Excerpt to read:
- - -

General Medicine
Online ISSN : 1883-6011
Print ISSN : 1346-0072
ISSN-L : 1346-0072
Volume 14 , Issue 2
Showing 1-16 articles out of 16 articles from the selected issue
Special Article
Original Article
  • Yukie Yamauchi, Yumie Kawashima, Hisashi Urushihara, Fumiyo Uosaki, Ya ...
    Type: Original Article
    2013 Volume 14 Issue 2 Pages 92-103
    Published: December 20, 2013
    Released: December 27, 2013
    Background: Re-revision of the Ethical Guidelines for Clinical Study (EGCS) in Japan is planned in 2013. It is important to ascertain the current situation of physicians' understanding to conduct clinical trials. It seems that the difference in regulatory processes between commercial and non-commercial clinical trials has caused significant confusion for physicians in conducting clinical trials in Japan.
    This survey was undertaken in order to improve awareness of the differences between both types of clinical trials. Furthermore, this survey examined whether it was effective to promote about clinical trials under newly introduced regulatory guidelines and to examine the subsequent willingness of physicians to conduct such clinical trials.

- - -

Study material:
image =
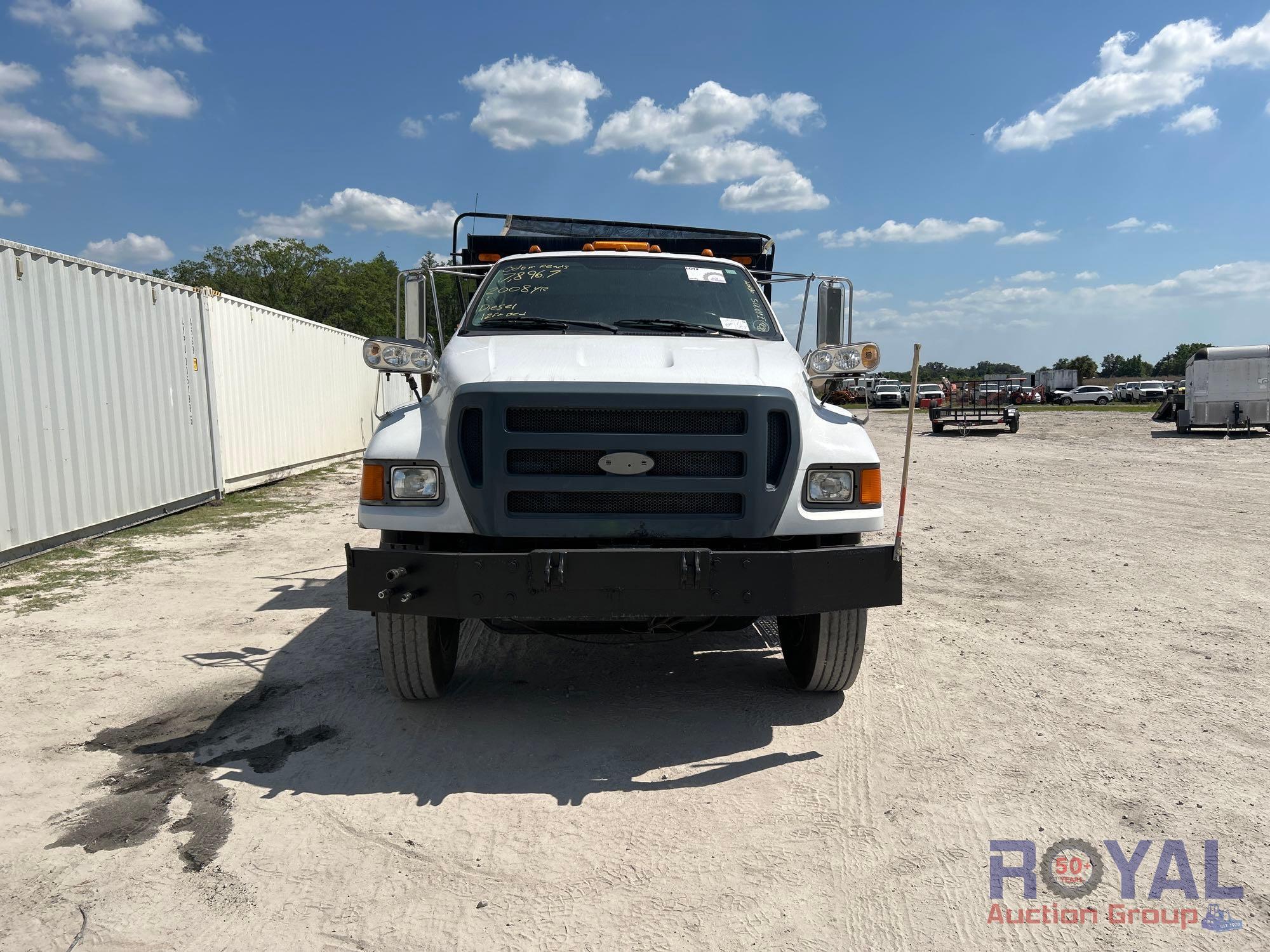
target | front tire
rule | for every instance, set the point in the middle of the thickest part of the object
(418, 654)
(825, 652)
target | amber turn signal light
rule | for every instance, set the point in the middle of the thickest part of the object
(871, 487)
(373, 483)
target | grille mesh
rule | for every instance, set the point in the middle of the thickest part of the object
(472, 445)
(778, 446)
(666, 463)
(581, 420)
(625, 503)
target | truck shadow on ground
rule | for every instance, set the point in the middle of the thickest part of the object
(525, 715)
(529, 714)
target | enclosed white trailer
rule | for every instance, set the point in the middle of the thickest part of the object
(1227, 387)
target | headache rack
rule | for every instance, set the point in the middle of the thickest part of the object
(520, 233)
(526, 234)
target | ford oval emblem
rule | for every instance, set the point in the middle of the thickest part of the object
(625, 464)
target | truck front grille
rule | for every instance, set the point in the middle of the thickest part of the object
(594, 420)
(721, 505)
(698, 464)
(528, 459)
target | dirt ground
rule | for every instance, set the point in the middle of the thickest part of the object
(199, 752)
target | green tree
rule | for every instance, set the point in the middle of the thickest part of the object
(1174, 364)
(290, 275)
(1112, 366)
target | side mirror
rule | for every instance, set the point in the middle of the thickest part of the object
(831, 313)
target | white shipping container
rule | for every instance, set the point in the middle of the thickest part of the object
(105, 411)
(290, 394)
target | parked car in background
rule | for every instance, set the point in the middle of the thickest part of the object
(1089, 394)
(887, 395)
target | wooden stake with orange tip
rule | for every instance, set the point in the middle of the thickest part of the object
(909, 447)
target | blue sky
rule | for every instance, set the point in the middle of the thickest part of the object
(910, 145)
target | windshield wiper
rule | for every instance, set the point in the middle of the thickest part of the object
(545, 323)
(672, 324)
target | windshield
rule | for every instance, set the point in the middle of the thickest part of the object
(610, 289)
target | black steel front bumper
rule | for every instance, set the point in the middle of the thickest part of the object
(623, 583)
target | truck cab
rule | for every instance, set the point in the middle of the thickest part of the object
(618, 440)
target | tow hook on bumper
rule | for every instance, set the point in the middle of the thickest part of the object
(622, 583)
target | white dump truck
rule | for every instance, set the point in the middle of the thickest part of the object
(618, 440)
(1227, 388)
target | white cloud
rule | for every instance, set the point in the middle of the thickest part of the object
(187, 39)
(783, 192)
(1163, 73)
(124, 88)
(86, 21)
(1029, 238)
(133, 251)
(34, 138)
(925, 232)
(356, 210)
(791, 111)
(16, 77)
(1239, 281)
(1202, 119)
(526, 101)
(711, 114)
(700, 166)
(1135, 224)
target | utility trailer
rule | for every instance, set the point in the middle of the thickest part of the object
(973, 404)
(1226, 388)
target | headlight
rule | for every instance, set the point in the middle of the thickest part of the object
(844, 360)
(830, 487)
(416, 483)
(391, 355)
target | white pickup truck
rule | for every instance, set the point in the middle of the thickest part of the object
(619, 440)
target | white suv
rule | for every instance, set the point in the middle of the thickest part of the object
(1086, 395)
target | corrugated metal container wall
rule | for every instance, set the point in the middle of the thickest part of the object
(105, 413)
(290, 394)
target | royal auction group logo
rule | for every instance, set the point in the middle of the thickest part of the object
(1075, 870)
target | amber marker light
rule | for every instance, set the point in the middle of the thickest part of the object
(373, 483)
(871, 487)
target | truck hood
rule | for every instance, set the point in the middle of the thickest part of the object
(628, 357)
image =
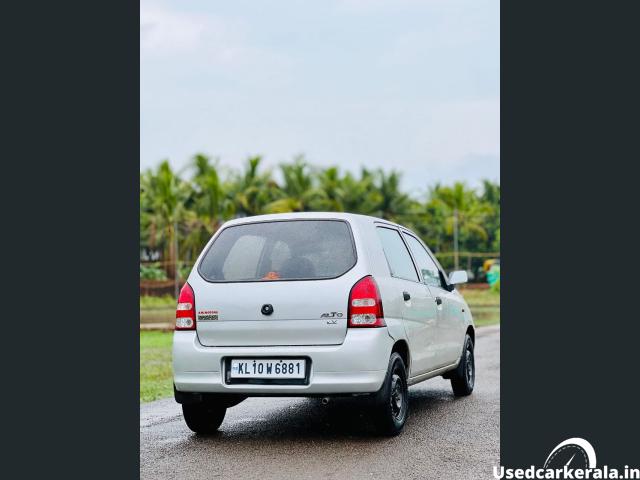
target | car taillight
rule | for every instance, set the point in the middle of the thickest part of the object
(186, 309)
(365, 304)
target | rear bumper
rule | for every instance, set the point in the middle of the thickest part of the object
(358, 365)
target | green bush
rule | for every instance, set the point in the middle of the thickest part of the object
(152, 271)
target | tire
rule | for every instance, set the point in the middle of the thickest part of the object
(463, 378)
(392, 402)
(203, 418)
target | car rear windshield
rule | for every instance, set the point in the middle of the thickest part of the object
(283, 250)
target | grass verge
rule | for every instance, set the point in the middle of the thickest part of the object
(155, 366)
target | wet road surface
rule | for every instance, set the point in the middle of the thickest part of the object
(298, 438)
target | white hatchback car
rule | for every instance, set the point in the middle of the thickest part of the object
(317, 305)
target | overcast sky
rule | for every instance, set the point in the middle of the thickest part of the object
(405, 84)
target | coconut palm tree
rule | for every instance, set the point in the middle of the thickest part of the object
(163, 199)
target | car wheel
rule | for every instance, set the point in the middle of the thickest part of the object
(393, 398)
(464, 377)
(203, 418)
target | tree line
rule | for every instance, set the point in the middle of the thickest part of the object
(180, 211)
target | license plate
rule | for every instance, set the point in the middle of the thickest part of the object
(272, 368)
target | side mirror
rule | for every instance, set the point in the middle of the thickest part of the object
(458, 277)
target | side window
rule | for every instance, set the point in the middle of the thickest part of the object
(426, 265)
(397, 254)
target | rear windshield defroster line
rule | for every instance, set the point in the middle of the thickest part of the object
(280, 250)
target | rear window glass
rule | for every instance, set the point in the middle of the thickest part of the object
(285, 250)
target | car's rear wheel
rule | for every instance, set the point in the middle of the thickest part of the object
(204, 418)
(463, 378)
(392, 403)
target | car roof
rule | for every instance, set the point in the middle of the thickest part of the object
(352, 217)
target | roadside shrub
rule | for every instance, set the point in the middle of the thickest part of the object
(152, 271)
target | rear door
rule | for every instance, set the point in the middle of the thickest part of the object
(450, 318)
(419, 309)
(276, 283)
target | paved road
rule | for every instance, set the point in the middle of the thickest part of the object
(281, 438)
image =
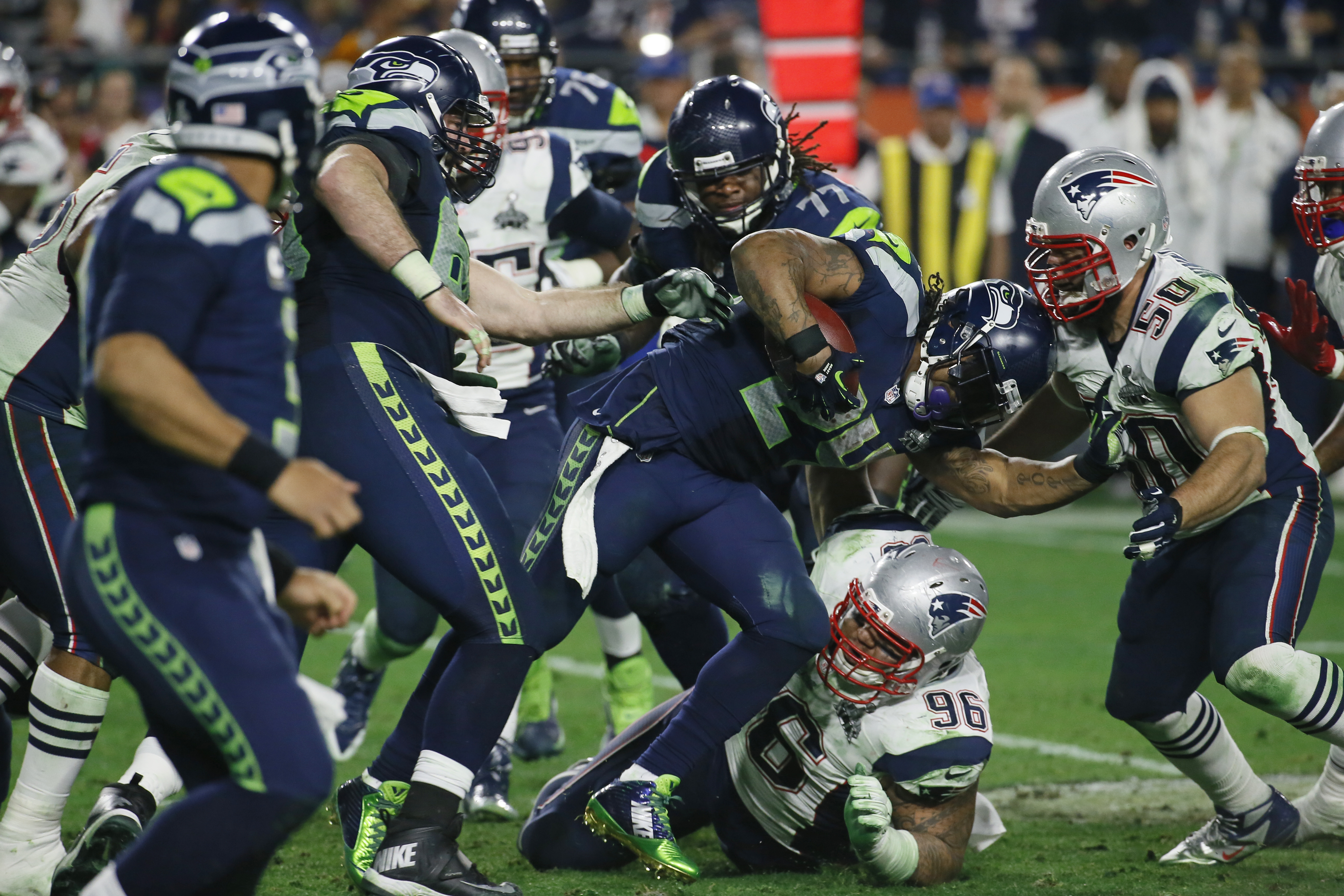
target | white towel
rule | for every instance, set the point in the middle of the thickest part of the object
(578, 535)
(472, 406)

- - -

What you should do: In the journal issue listing, in what year is the re-revision of the Ethical Guidelines for Clinical Study in Japan planned?

Task response: 2013